____ Data for this task

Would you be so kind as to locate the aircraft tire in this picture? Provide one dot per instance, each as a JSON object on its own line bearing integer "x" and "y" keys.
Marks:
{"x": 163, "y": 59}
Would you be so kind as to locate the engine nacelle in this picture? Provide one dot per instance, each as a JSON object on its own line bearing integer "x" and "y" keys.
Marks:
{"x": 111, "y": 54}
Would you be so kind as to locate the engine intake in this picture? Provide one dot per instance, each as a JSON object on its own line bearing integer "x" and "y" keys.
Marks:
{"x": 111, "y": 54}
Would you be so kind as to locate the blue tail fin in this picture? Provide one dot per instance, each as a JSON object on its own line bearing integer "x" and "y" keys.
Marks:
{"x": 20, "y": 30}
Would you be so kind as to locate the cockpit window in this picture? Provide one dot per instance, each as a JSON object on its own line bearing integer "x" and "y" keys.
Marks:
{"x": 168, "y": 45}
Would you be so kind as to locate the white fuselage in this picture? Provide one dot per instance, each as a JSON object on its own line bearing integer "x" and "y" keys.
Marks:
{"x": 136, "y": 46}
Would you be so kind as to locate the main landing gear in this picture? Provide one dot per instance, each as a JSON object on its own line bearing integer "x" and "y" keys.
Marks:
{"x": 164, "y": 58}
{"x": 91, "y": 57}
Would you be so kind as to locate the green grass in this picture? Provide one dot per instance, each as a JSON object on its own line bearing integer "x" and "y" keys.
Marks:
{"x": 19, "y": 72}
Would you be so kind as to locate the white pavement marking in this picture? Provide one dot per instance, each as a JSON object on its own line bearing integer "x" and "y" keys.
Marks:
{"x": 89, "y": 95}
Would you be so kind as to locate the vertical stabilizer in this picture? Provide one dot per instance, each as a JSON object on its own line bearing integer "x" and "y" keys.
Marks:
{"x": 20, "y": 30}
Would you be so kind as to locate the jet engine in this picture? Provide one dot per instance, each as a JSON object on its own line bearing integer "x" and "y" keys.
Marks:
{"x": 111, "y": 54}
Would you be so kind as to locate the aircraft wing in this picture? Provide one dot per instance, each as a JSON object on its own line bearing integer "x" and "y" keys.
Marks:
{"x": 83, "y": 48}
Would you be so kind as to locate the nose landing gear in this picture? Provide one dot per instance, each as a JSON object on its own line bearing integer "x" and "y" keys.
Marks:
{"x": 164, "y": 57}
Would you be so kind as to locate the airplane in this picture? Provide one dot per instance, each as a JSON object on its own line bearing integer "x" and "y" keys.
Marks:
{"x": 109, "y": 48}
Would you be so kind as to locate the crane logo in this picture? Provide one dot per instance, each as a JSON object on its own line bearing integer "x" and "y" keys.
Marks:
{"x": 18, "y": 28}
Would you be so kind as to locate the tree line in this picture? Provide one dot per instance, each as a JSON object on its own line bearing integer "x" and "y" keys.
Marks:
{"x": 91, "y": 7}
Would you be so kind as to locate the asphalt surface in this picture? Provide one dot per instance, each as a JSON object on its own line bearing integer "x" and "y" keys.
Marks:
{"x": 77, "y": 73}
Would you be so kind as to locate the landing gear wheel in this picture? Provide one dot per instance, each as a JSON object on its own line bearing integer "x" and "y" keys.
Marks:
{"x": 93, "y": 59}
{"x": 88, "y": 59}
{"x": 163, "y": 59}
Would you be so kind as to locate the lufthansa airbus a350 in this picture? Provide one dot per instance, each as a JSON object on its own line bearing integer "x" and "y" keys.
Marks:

________
____ Data for this task

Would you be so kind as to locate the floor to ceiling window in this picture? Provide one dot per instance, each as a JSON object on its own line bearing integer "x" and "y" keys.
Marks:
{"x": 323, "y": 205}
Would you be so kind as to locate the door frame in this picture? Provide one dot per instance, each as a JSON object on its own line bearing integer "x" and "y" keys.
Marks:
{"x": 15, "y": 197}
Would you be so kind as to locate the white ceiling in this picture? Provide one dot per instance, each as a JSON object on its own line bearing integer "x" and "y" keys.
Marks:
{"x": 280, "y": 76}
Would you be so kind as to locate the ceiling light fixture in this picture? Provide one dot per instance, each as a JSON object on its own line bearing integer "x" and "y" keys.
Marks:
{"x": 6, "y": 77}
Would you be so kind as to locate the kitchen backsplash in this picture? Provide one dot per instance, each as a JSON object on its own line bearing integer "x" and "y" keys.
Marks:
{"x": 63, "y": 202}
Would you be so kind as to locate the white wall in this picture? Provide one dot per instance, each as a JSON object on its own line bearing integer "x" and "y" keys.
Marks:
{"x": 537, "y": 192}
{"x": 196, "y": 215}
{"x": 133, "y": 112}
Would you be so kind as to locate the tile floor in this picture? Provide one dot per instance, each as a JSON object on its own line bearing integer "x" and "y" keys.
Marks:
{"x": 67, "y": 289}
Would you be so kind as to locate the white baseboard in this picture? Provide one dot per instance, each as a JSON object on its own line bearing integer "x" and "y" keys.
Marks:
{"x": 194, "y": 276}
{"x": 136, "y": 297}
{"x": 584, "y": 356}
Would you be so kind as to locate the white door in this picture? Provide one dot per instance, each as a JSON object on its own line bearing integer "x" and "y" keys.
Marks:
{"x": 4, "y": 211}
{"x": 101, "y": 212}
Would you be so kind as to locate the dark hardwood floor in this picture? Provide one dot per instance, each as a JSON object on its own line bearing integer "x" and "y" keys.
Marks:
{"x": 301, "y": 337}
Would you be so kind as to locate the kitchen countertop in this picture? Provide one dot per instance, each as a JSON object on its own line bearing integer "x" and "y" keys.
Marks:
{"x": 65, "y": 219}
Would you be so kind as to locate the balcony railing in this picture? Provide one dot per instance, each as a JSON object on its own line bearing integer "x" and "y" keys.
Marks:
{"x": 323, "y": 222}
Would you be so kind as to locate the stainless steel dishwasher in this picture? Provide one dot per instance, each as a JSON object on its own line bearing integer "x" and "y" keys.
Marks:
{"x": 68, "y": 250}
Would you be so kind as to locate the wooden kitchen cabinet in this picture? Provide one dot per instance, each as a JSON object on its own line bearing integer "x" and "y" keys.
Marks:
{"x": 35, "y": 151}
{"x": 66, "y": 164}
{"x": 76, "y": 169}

________

= Exercise objective =
Show every line in the rows above that contains the string "intake", copied in full. Treat the match as case-sensitive.

= Exercise output =
Would you be so kind as to locate the engine intake in this picture? Provide one dot per instance, each as a JSON object on its own line bearing integer "x" and "y" keys.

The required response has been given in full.